## Exercise description
Repeat the records below exactly as they appear.

## Raw records

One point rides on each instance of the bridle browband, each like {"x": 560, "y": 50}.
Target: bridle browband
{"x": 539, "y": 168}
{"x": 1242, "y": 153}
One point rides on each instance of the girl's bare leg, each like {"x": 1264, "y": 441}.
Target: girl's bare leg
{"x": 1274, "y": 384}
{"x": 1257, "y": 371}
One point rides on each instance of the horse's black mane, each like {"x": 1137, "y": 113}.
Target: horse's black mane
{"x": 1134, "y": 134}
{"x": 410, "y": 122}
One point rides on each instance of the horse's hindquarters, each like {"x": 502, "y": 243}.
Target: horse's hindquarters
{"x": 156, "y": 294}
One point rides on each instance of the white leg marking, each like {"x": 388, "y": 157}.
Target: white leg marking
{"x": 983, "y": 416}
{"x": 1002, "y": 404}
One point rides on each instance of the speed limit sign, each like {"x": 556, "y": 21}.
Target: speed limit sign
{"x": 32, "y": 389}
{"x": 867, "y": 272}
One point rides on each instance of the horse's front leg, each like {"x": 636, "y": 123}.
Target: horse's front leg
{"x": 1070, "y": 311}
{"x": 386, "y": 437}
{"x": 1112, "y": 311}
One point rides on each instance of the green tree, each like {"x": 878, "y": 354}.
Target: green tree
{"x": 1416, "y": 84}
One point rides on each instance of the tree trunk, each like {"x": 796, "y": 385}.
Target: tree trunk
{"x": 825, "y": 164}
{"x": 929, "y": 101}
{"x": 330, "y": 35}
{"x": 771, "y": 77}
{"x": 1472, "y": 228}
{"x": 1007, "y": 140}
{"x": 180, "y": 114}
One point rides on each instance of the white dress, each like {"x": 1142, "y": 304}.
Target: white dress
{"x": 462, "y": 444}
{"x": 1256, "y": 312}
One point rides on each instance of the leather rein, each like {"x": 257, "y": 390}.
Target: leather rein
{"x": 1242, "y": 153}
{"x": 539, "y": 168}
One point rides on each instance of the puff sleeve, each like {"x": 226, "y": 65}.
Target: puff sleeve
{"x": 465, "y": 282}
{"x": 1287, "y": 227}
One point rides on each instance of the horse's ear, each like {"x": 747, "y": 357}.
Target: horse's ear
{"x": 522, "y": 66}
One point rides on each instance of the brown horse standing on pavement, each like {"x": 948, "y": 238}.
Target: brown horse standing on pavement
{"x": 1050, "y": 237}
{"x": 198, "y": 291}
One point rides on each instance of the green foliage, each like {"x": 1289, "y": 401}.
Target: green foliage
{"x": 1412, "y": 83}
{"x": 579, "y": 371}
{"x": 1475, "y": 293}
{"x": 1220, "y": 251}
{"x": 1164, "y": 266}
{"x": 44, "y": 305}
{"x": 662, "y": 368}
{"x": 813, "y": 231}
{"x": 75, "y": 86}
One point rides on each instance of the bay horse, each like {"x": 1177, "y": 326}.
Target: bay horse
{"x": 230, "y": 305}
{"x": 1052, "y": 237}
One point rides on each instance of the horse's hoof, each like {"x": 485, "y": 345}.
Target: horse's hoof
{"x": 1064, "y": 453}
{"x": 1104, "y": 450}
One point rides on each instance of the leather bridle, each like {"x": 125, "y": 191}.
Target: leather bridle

## Expected answer
One point rides on each instance of the bridle browband, each like {"x": 560, "y": 50}.
Target: bridle browband
{"x": 539, "y": 168}
{"x": 1242, "y": 153}
One point rides on each instance of the girl's bare leg, each like {"x": 1264, "y": 441}.
Target: girl's bare leg
{"x": 1274, "y": 384}
{"x": 1257, "y": 371}
One point rides on each instance of the horse's black mane, each like {"x": 1137, "y": 113}.
Target: horse's black mane
{"x": 1134, "y": 134}
{"x": 410, "y": 122}
One point rides on each instance of the horse's hindquarters, each like {"x": 502, "y": 243}.
Target: horse's hindquarters
{"x": 156, "y": 294}
One point rides on each instance of the white leg marking, each like {"x": 388, "y": 157}.
Target: white leg marking
{"x": 983, "y": 416}
{"x": 1002, "y": 404}
One point rides on each instance of the speed limit sign, each like {"x": 556, "y": 21}.
Target: speed limit sign
{"x": 32, "y": 389}
{"x": 867, "y": 272}
One point rides on each instance of the horse's front leg, each like {"x": 636, "y": 123}.
Target: horse's front leg
{"x": 1070, "y": 311}
{"x": 386, "y": 437}
{"x": 1112, "y": 311}
One point rides on each instance of the green tree, each like {"x": 878, "y": 354}.
Target: green tree
{"x": 1416, "y": 84}
One point rides on each instance of the tree trunk, each like {"x": 796, "y": 385}.
Target: tree trunk
{"x": 825, "y": 164}
{"x": 929, "y": 101}
{"x": 330, "y": 35}
{"x": 771, "y": 77}
{"x": 1472, "y": 228}
{"x": 1007, "y": 140}
{"x": 180, "y": 114}
One point rides on each instance of the white dress, each like {"x": 1142, "y": 304}.
Target: white dress
{"x": 462, "y": 444}
{"x": 1256, "y": 312}
One point rides on each instance of the leather rein, each like {"x": 257, "y": 390}.
Target: leather rein
{"x": 1242, "y": 153}
{"x": 539, "y": 168}
One point rides on each instance of the puff sleeve, each like {"x": 226, "y": 65}.
Target: puff sleeve
{"x": 465, "y": 282}
{"x": 1287, "y": 227}
One point rides on each instance of the horse's ear, each like {"x": 747, "y": 357}.
Target: horse's ear
{"x": 522, "y": 66}
One point rides on each instance of the brown horse standing on pavement, each like {"x": 948, "y": 238}.
Target: brown horse standing on pavement
{"x": 1050, "y": 237}
{"x": 198, "y": 291}
One point rides on each instance of the green foliage, each like {"x": 1289, "y": 401}.
Target: green foliage
{"x": 1412, "y": 83}
{"x": 579, "y": 371}
{"x": 1475, "y": 293}
{"x": 1220, "y": 251}
{"x": 1164, "y": 266}
{"x": 44, "y": 305}
{"x": 662, "y": 368}
{"x": 813, "y": 231}
{"x": 75, "y": 86}
One point rides on each instance of the bay horse, each like {"x": 1177, "y": 326}.
Target: bay horse
{"x": 230, "y": 305}
{"x": 1052, "y": 237}
One point rides on each instance of the horse's hoof, each like {"x": 485, "y": 345}.
Target: horse's hoof
{"x": 1064, "y": 453}
{"x": 1104, "y": 450}
One point rides on each instance of the leather bridle, each like {"x": 125, "y": 191}.
Target: leather bridle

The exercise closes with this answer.